→ Direction 1
Please move the records from their start through the line that contains "x=193, y=83", both ends included, into your reply, adding 107 to every coordinate in the answers.

→ Quoted passage
★ ★ ★

New Orleans is Busey’s favorite city in the country. “I love New Orleans and the haunted lore and the history of New Orleans and the French Quarter, and Jean Lafitte and Lafitte’s Blacksmith Shop, which had the original shutters on the windows and no electricity — just candlelight — it was really cool,” he says. “This dude Lord Chaz took us on this ghost tour, and I loved him. He told stories about that place that was the convent and the ghosts in the attic. I just love the town and I can’t wait to come back and visit. An actor friend of mine from there took me on a streetcar journey to the Garden District. We were doing Wicked Blood there and he’s like, ‘I gotta take you to this amazing place and get some Bananas Foster.’ It was a nice little restaurant and they wouldn’t let me in because I had on short pants. And they wanted me to have on long pants. And it was at lunch. It’s a different culture there, and I actually liked it. It’s nice that New Orleans still has some tradition.”

★ ★ ★

Excerpts of location labeling data:
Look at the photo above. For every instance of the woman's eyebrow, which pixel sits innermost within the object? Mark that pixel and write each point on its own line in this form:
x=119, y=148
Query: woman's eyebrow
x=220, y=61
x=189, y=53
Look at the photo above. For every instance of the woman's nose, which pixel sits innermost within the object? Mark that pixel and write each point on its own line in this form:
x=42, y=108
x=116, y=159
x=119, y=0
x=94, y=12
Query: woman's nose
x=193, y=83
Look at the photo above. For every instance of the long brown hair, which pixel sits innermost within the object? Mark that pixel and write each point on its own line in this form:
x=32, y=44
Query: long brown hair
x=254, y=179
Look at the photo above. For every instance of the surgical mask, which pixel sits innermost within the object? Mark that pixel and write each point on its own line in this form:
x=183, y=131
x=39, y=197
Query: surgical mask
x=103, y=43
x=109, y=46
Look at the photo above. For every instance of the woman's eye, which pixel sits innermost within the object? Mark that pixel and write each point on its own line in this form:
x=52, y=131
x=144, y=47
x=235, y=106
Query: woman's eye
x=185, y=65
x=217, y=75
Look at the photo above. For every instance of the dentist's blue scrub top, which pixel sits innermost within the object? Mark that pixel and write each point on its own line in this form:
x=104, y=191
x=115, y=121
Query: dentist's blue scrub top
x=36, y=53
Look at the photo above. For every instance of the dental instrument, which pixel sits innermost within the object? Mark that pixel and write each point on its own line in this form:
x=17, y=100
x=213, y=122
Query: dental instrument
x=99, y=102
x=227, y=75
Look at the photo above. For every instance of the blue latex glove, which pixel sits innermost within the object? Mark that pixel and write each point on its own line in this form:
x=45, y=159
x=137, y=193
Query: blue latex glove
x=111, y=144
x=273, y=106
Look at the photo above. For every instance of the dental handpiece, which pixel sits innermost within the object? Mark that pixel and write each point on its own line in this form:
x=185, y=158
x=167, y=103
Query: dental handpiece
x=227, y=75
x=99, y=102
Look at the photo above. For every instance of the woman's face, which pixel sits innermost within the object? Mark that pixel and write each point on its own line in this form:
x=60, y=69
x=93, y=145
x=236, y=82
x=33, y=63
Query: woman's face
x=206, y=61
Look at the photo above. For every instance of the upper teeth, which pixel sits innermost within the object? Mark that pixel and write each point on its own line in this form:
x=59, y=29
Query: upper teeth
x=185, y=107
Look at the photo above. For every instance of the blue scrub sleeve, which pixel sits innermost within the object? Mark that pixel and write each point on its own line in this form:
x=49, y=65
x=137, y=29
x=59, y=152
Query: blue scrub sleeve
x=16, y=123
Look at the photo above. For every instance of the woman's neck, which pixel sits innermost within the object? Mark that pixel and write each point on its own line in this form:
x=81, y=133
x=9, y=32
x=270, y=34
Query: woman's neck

★ ★ ★

→ Direction 2
List every named place mentioned in the New Orleans passage.

→ Full answer 1
Look at the photo above. For every instance of the woman's eyebrow, which pixel sits innermost within the object? Mark that pixel and write each point on its own line in this form:
x=119, y=148
Query: woman's eyebrow
x=327, y=168
x=296, y=160
Look at the photo above. For every instance of the woman's nose, which pixel sits innermost within the object? Mark that pixel and write each point on its own line in this form:
x=42, y=108
x=116, y=159
x=119, y=0
x=94, y=12
Query: woman's nose
x=300, y=190

→ Full answer 2
New Orleans
French Quarter
Lafitte's Blacksmith Shop
Garden District